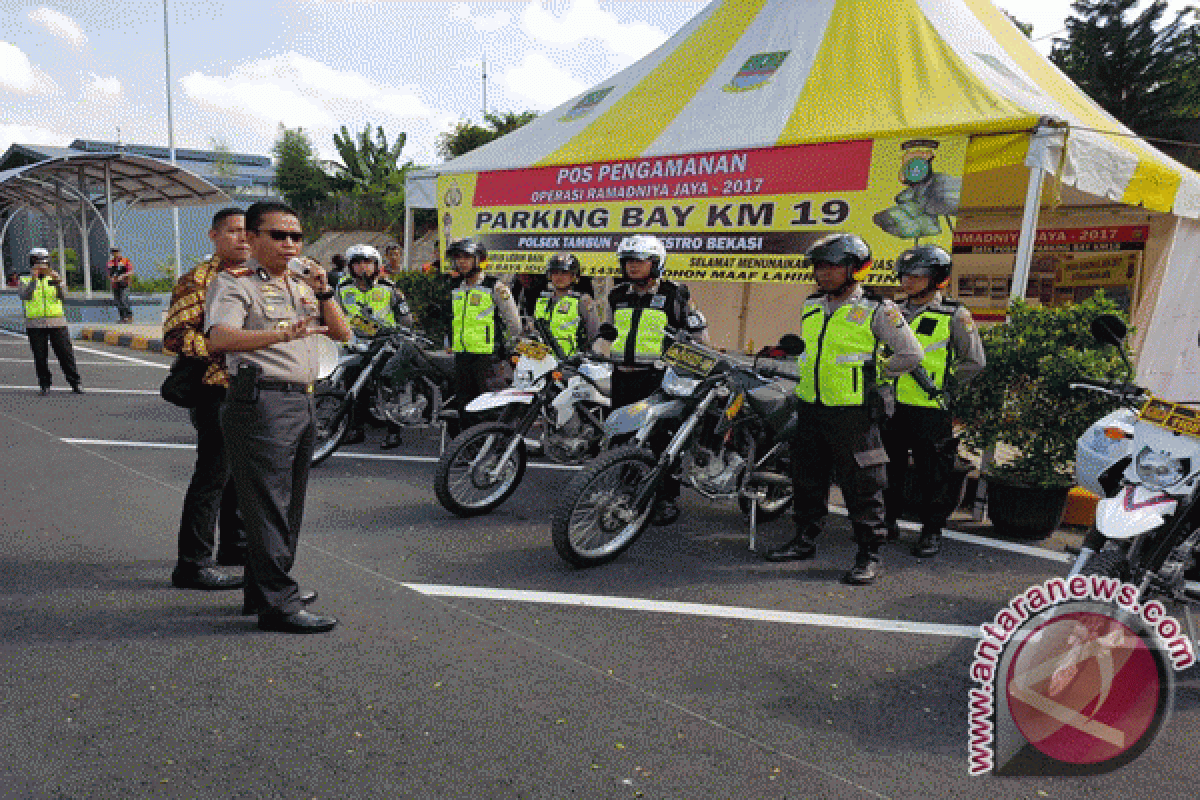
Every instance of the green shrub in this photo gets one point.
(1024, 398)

+ + + + + + +

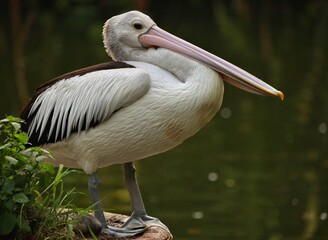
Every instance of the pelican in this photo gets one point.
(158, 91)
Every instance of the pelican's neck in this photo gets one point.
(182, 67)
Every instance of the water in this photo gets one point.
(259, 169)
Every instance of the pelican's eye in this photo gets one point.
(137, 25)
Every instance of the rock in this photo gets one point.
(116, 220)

+ + + + + + +

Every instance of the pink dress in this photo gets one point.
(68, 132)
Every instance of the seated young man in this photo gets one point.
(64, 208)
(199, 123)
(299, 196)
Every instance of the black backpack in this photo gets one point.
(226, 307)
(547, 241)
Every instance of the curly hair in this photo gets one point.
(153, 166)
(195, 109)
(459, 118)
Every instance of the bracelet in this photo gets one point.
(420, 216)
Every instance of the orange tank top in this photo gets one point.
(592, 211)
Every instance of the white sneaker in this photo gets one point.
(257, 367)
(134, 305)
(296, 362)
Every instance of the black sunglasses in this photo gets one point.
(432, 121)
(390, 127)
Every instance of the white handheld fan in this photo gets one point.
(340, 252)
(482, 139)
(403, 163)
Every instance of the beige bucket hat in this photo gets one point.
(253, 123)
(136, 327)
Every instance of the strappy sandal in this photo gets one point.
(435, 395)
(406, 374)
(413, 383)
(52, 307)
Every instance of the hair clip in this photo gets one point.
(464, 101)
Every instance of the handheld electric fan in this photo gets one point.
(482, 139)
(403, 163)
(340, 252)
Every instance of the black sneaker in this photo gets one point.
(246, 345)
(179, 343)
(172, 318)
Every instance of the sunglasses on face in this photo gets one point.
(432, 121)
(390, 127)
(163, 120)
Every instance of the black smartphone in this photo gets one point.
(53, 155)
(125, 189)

+ + + + + + +

» WHAT IS ASKED:
Please find each line in the records above that contains the string "sunglasses" and copy it out in full. Case counts when matching.

» OUTPUT:
Every instance of the black sunglasses in this photo gets one point.
Every instance of the sunglasses on face in this photo gets one point.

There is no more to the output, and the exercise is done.